Please extend the review of A Murderous Procession below, picking up right after its last sentence.

__Passage shown__
▬▬▬▬▬▬
Hear that crinkling sound? That’s me, turning over yet another New Leaf. From now on, instead of waiting for the Perfect Blog Post to wander in and crawl up my leg, I will simply Post. Oh, the excitement.

I bet you don’t believe me. Such a skeptical world this has become.

Anyway, what better time to start than with the monthly Book Review Club? (Which, oddly, appears exactly one month after my last post—thank you, Barrie Summy, for making sure I at least do this much.) Don’t forget to click on the icon to find this month’s other reviews.

A Murderous Procession
By Ariana Franklin
G.P. Putnam’s Sons, 2010

Sicilian pathologist Adelia Aquilar is an anomaly in 1176 England—a college-educated feminist, and a practicing doctor schooled in the forbidden art of autopsy. She is, therefore, utterly unbelievable. And I don’t care.


A MURDEROUS PROCESSION is the fourth book in Ariana Franklin’s “Mistress of the Art of Death” series, which follows Adelia from her arrival in England to help Henry II find out who’s murdering Cambridge’s children and blaming it on the Jews. She’s always homesick for Salerno, where her foster father is a Jewish doctor who has no objection to his wife and daughter following the same profession. In England, the role of women is such that she can only escape a witchcraft accusation if her Arab servant/mentor/friend, Mansur, pretends to be an Arabic-speaking doctor while she “interprets.” But she’s a talented forensic pathologist, and Henry won’t let her go home. By the second book she has tied herself to England further by acquiring a lover and a daughter.

This fourth book sends Adelia, Mansur, and the lover (I won’t say who he is in case you want to start the series at the beginning) traipsing through Europe as part of a royal procession accompanying Henry II’s eleven-year-old daughter, Joanna, to her wedding with the King of Sicily. Along the way, it becomes apparent that an old enemy of Adelia’s is also part of the procession and is plotting a gruesome revenge.

I adore these books, despite the odds. Okay, it’s a stretch that a twelfth-century woman would be quite as enlightened and accomplished as Adelia. (Although Eleanor of Aquitaine, Henry’s queen, would have kicked butt in any era.) Yeah, her lover is too consistently open-minded. And yes, it’s weird that a woman as smart as Adelia would be quite so stupid about religion, politics, and her own safety—the factors that keep getting her into trouble. It’s even a little hard to believe that Henry II would have so much work to offer a Sicilian woman doctor, no matter how talented.
▬▬▬▬▬▬
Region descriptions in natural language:
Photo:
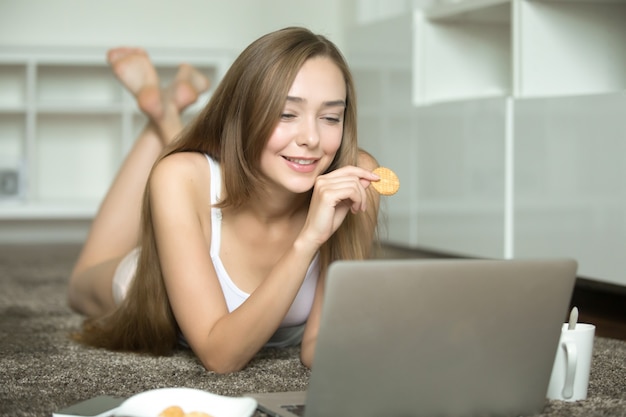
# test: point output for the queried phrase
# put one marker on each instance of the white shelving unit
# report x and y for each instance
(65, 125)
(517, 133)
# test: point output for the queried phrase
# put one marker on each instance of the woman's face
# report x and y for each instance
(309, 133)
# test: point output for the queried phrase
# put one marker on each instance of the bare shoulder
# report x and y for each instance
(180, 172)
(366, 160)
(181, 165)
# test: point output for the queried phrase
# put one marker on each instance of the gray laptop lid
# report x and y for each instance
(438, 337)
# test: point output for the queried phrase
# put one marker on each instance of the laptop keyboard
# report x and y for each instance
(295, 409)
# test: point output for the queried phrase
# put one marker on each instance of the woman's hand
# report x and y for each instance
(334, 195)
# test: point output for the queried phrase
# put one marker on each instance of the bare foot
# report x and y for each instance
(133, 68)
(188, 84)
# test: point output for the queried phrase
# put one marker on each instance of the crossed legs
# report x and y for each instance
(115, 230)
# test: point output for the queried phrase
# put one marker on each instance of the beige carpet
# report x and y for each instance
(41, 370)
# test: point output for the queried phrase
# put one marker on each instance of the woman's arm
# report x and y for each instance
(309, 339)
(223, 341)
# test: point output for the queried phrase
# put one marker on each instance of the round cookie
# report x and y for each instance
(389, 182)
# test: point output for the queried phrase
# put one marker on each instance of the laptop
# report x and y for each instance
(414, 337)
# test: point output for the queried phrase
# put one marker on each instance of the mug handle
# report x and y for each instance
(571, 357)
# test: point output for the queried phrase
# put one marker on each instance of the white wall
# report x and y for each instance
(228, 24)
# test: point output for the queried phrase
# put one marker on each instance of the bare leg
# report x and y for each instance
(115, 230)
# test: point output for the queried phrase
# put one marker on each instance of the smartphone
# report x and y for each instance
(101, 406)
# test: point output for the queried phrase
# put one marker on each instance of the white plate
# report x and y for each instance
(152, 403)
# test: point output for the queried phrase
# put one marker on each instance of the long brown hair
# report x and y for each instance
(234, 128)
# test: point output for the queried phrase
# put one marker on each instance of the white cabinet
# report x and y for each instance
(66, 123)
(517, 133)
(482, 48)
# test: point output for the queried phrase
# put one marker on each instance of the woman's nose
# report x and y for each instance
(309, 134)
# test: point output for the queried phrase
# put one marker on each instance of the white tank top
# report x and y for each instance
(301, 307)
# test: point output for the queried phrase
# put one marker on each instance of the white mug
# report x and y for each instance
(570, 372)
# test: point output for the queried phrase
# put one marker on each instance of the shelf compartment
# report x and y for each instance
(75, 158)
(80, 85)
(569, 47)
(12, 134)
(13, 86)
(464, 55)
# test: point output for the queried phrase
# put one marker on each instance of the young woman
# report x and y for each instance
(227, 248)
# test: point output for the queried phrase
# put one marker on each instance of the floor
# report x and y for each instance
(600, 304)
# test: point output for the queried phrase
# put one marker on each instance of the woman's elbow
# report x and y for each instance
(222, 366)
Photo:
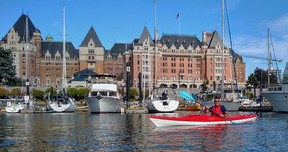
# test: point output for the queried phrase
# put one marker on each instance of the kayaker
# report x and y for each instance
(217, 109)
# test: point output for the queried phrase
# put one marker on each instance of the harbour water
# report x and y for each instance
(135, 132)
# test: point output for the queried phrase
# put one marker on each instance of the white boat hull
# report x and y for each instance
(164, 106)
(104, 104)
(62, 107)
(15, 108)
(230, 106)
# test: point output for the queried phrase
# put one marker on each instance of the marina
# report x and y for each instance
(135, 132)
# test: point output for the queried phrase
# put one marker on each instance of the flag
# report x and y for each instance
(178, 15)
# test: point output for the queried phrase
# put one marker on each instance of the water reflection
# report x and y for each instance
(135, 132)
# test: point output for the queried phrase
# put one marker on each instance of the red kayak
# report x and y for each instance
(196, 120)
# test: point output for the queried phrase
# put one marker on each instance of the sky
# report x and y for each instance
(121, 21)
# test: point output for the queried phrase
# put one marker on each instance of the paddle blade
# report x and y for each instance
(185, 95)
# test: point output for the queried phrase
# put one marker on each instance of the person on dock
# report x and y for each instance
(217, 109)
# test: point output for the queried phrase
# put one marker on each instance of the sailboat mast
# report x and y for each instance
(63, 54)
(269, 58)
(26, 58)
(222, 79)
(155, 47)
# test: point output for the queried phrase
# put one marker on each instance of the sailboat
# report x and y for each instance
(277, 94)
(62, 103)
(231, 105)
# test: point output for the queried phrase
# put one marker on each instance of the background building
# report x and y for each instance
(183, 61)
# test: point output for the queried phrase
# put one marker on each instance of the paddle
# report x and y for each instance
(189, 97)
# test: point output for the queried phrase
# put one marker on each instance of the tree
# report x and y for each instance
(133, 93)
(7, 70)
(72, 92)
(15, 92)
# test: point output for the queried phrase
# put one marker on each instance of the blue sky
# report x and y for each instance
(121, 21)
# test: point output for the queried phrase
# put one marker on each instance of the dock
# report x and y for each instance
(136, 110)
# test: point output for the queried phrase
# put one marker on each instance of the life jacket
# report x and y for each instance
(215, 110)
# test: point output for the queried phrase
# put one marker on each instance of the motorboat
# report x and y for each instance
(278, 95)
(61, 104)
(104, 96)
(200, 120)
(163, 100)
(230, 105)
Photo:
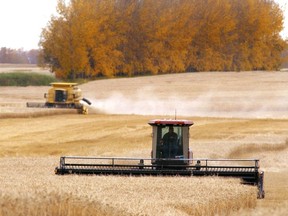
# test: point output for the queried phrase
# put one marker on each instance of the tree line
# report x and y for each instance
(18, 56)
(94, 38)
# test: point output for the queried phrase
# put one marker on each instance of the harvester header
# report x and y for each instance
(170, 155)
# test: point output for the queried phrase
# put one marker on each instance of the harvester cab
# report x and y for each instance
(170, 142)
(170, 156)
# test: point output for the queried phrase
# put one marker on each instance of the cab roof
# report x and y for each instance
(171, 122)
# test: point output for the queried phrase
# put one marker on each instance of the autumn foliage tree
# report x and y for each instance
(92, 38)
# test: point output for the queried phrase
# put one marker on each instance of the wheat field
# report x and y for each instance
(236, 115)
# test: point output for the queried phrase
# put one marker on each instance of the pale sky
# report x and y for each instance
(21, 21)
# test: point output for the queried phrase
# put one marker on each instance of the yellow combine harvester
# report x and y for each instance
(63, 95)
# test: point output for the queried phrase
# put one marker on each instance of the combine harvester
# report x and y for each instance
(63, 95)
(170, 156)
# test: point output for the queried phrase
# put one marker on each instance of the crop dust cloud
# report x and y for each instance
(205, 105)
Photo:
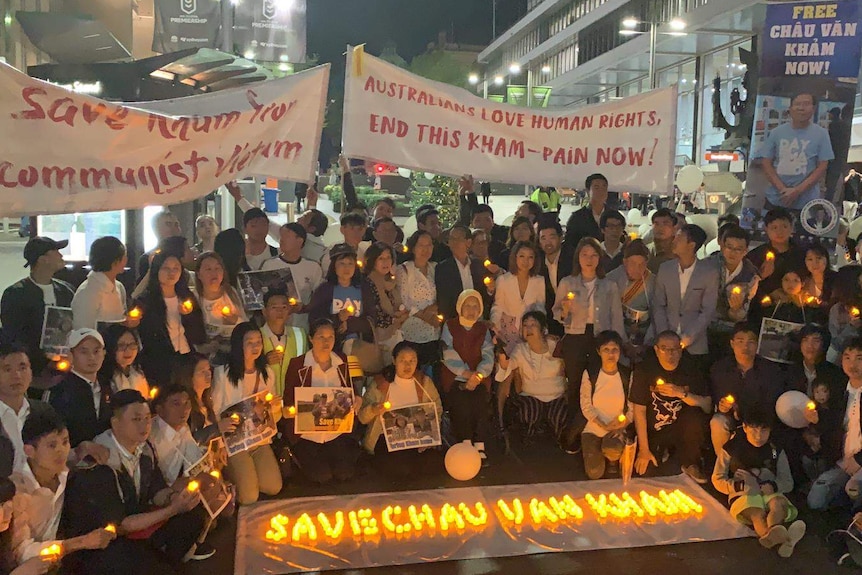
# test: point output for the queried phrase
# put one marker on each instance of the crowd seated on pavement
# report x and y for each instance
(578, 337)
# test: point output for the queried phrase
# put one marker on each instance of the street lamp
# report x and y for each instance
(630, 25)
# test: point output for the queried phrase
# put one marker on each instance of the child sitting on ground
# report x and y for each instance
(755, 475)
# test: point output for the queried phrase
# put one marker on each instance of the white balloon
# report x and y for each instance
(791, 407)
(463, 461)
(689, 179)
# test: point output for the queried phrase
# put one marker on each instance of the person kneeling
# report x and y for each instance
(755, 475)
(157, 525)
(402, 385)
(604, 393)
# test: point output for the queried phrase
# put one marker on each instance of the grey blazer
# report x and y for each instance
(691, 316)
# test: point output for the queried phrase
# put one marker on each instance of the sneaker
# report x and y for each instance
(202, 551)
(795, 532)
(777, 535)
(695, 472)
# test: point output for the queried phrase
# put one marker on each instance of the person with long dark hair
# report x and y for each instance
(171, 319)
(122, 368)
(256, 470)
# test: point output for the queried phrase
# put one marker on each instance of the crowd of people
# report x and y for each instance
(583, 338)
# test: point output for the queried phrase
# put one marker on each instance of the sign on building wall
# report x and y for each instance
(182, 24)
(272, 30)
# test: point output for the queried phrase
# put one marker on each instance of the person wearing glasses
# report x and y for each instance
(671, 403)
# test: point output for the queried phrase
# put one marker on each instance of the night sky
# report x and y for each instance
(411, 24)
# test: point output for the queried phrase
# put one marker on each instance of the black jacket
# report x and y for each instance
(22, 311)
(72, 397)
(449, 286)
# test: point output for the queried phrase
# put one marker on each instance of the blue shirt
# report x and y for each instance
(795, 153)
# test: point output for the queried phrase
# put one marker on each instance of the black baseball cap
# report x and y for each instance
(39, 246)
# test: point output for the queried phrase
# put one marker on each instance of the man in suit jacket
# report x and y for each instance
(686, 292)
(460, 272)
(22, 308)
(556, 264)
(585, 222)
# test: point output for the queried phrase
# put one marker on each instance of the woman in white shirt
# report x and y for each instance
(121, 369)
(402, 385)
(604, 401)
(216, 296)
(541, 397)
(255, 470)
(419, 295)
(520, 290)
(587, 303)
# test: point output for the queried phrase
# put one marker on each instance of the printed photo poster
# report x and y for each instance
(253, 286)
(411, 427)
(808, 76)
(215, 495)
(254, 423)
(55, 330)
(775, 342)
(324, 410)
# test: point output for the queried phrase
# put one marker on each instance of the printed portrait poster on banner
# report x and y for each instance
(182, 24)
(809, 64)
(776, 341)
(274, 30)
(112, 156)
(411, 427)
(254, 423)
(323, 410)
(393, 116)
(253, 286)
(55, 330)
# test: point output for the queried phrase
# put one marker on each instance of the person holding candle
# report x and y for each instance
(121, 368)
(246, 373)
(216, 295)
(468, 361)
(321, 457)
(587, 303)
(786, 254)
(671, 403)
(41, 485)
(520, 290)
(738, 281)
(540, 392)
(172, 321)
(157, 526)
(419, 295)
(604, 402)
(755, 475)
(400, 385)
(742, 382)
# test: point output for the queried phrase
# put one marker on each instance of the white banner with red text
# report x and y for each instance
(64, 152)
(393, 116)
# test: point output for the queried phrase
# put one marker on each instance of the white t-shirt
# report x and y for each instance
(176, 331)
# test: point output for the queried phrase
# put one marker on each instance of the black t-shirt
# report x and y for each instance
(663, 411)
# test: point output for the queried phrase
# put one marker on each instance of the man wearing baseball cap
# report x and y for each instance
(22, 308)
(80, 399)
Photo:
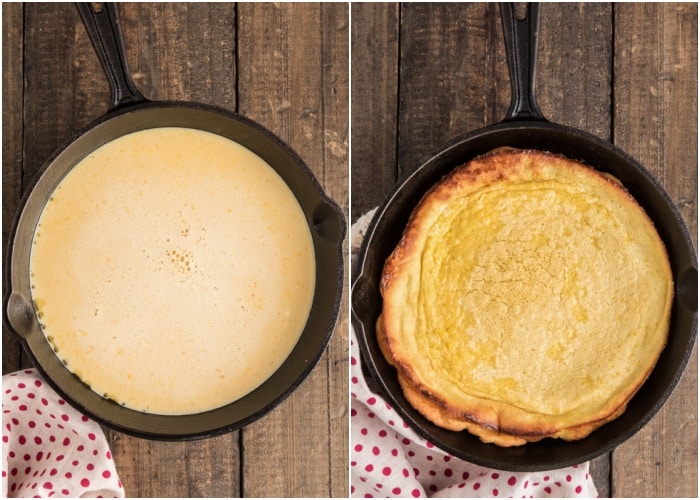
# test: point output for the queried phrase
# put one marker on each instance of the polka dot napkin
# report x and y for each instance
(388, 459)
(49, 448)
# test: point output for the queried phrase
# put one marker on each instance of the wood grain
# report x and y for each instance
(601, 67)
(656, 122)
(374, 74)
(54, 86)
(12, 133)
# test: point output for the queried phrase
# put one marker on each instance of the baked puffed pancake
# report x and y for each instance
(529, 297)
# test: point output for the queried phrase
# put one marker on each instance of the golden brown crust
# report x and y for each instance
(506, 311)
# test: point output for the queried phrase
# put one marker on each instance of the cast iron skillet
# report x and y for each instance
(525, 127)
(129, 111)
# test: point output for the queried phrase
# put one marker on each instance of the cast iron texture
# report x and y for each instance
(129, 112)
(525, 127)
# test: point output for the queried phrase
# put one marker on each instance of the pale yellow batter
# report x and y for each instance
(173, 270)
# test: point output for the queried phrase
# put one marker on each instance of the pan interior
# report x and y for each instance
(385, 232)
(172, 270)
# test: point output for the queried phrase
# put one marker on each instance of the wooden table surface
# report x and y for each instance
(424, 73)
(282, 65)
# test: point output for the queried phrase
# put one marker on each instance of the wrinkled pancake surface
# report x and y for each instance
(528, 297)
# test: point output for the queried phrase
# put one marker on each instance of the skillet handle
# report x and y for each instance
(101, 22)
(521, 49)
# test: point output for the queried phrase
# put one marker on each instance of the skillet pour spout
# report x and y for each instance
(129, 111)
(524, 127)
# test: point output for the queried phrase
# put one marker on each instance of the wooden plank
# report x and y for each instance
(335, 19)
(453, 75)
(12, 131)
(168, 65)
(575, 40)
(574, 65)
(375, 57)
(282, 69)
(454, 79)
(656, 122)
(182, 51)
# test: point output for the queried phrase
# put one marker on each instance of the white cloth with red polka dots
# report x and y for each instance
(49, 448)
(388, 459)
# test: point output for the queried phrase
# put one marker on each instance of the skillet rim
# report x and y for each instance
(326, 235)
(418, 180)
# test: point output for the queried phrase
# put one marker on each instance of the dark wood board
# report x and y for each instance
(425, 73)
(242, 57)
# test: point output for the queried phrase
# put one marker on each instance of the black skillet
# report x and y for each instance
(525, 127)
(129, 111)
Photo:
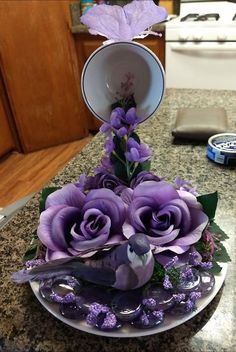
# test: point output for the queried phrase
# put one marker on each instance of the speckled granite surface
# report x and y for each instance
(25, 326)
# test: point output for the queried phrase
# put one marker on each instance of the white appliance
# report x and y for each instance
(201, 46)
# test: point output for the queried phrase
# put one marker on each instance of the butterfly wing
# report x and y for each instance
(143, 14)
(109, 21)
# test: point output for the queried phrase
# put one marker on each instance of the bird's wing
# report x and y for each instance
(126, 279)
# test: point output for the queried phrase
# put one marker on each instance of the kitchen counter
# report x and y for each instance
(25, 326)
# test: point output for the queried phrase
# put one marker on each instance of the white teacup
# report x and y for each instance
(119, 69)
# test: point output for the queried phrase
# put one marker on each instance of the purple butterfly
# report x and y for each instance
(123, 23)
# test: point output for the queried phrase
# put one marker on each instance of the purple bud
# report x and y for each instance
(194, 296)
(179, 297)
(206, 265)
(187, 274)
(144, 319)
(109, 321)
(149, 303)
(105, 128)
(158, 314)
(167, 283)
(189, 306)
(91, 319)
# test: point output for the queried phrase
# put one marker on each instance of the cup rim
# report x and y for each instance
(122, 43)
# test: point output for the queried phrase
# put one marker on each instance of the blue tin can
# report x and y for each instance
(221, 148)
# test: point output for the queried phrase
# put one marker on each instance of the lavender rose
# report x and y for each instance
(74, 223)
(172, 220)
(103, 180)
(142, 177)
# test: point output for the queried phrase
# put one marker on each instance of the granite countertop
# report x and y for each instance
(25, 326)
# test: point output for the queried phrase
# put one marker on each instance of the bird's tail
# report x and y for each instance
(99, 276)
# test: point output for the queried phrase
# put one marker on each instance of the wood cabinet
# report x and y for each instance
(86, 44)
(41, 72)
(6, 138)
▬▬▬▬▬▬
__Answer to this exercise__
But, oh, the medieval world! The details about food, clothing, daily life, travel, religion, politics, world view, and on and on! Franklin knows this era inside and out, and paints it in rich colors that seem true to life. Even Adelia and friends ring true, with suspension of disbelief.

The medieval world was equal parts erudition and ignorance, sophistication and credulity, restriction and freedom, comfort and misery, religious certainty and fear of damnation. Franklin weaves it all into a living, moving tapestry, as real as your foot. And she does it with humor—Henry’s a hoot (as he always is, especially when he’s Peter O’Toole), as are most of the characters burdened with testosterone. Adelia is exasperatingly, comedically befuddled when her status as a woman interferes with her medical practice. Supporting characters add deadpan humor without a modern author’s usual condescension toward “the Dark Ages.”

And there’s more than a touch of terror, appropriate to a time of hellfire and gargoyles. Franklin is capable of truly horrifying villains and means of murder. For sheer gruesomeness, there’s little to top the fate of Henry II’s Fair Rosamund in THE SERPENT’S TALE, a couple of books back.
In the current episode, we are privy to the villain’s thoughts, and therefore see devastation on the horizon when no one else does. You know a book has you by the gizzard when your brain screams, “No! No! Get out of there!”

It’s summertime. You don’t have much disbelief on hand right now anyway. So suspend it and enjoy.